(Entries from a point annotation set)
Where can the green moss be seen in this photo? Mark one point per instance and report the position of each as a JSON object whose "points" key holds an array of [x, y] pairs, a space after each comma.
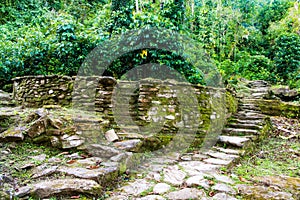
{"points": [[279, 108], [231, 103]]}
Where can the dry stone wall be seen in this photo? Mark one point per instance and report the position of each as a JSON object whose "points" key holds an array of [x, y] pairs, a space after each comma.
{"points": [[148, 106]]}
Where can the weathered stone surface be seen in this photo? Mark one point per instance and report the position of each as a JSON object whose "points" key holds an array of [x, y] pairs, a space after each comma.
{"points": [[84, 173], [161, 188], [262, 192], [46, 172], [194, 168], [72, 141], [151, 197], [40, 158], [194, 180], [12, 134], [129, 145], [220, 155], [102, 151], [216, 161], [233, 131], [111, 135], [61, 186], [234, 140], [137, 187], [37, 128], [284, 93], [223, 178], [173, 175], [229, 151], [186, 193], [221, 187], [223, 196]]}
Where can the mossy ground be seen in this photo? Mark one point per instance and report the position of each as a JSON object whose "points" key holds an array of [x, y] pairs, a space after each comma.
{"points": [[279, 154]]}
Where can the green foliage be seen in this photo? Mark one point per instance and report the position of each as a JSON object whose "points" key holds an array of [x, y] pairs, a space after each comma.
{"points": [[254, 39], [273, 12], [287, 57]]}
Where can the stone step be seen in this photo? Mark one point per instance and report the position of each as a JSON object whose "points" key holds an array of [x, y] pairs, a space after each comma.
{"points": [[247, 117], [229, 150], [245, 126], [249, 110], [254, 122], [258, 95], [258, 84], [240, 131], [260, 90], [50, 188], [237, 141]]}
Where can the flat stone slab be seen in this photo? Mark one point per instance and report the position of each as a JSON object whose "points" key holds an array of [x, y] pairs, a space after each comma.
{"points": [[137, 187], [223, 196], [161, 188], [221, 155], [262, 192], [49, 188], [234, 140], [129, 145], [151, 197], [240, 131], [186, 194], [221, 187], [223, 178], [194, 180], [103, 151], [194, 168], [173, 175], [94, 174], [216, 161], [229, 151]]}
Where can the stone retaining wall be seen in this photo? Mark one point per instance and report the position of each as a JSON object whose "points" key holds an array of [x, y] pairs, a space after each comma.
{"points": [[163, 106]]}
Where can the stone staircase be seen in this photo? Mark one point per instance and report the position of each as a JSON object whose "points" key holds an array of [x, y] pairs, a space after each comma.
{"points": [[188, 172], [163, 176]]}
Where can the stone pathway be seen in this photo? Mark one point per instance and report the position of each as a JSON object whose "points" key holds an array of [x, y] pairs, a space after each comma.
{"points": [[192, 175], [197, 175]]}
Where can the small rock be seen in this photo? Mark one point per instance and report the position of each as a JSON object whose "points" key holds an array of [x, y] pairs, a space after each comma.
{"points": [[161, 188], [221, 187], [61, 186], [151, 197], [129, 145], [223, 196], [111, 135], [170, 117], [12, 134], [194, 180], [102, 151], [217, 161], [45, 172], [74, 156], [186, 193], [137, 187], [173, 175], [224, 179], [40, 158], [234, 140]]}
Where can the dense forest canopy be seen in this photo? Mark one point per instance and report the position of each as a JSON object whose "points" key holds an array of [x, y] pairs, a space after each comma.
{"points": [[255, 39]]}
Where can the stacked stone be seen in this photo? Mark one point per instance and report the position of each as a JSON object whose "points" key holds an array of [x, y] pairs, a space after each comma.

◆ SET PROBLEM
All entries are to be retyped exactly. Omit any embedded images.

◆ SOLUTION
Where can the green moss be seen in this photo? Mark one point per instance and report the position of each as a JSON object whose "points" key holds an array of [x, y] pairs, a space after each comma.
{"points": [[279, 108], [231, 103]]}
Where can the dry stone wall be seen in this photo? Mark one point per instance and report the position of each as a JSON object whose "points" key holds an array of [x, y] pairs, a space after each comma.
{"points": [[148, 106]]}
Where can the weathered stone surface be seen in this photo? Mark one point per instance and report the position of each as a JSON object whose "points" key holds an array of [x, y] pairs, a space after each comma.
{"points": [[84, 173], [161, 188], [262, 192], [46, 172], [194, 168], [72, 141], [151, 197], [40, 158], [194, 180], [12, 134], [129, 145], [220, 155], [102, 151], [216, 161], [233, 131], [111, 135], [61, 186], [234, 140], [137, 187], [37, 128], [284, 93], [223, 178], [173, 175], [229, 151], [186, 193], [221, 187], [223, 196]]}
Where can the mossy ground be seen in this photo? Mark one point per instance and report the position of each as a JSON object whose "points" key holds an array of [x, y] pairs, a space after each comma.
{"points": [[279, 154]]}
Where can the green foliage be seen in this photo? Mark one point per instance and report the position of each as a JSON object whose "points" key holds an array of [x, y] pairs, a space after each comma.
{"points": [[254, 39], [273, 12], [287, 57]]}
Where can the stone step be seen in this photo? Mark one point per instance and report the position of each as a JSON object whose "points" key holds an array of [x, y] pairs, a space after each comma.
{"points": [[247, 117], [229, 150], [245, 126], [249, 110], [254, 122], [258, 95], [258, 84], [240, 131], [260, 90], [50, 188], [237, 141]]}
Where can the flat stone slab be seen in this photo? Mark one point per instance and report the position of each as a JSON object whose "points" key holds an array of [x, y] pairs, a space after each comma.
{"points": [[137, 187], [223, 196], [161, 188], [221, 155], [262, 192], [49, 188], [234, 140], [129, 145], [151, 197], [240, 131], [186, 194], [221, 187], [223, 178], [194, 180], [103, 151], [194, 168], [173, 175], [94, 174], [216, 161], [229, 151]]}
Where can the stone retaining wall be seen in this photo? Mark one point per instance and report the position of each as a JSON object whose "points" key holds an array of [x, y] pairs, a space after each comma.
{"points": [[163, 106]]}
Where can the stone staircase be seen in this photo? Mark one point per instance and report the position of each as a JSON object whose "points" key holds an array of [x, y] pairs, a space after each comma.
{"points": [[188, 172], [163, 176]]}
Where can the stone pathway be seen in this photo? Mark one point per instance and report the position of each as a JSON object whose "points" key holds an array of [x, y] pairs, a space after each comma.
{"points": [[192, 175], [197, 175]]}
Where can the small rock be seen in this photo? Mark one point per instance and report the position of each as a JSON object whose "points" key holds an array of [x, y] pairs, a space after each comma.
{"points": [[161, 188], [221, 187], [61, 186], [151, 197], [129, 145], [223, 196], [111, 135], [170, 117], [12, 134], [194, 180], [102, 151], [217, 161], [45, 172], [74, 156], [186, 193], [137, 187], [173, 175], [224, 179], [40, 158], [234, 140]]}
Where can the dense forest canopy be seen in this photo? Mark one point per instance and report the position of each as a JSON object whose "points" key holds an array of [x, y] pairs, a space after each comma.
{"points": [[255, 39]]}
Where can the stacked stone be seen in this photo? Mark one point per instance and report the position of each as a JSON object whose "points" key holds an array of [x, y] pairs, a space after each comma.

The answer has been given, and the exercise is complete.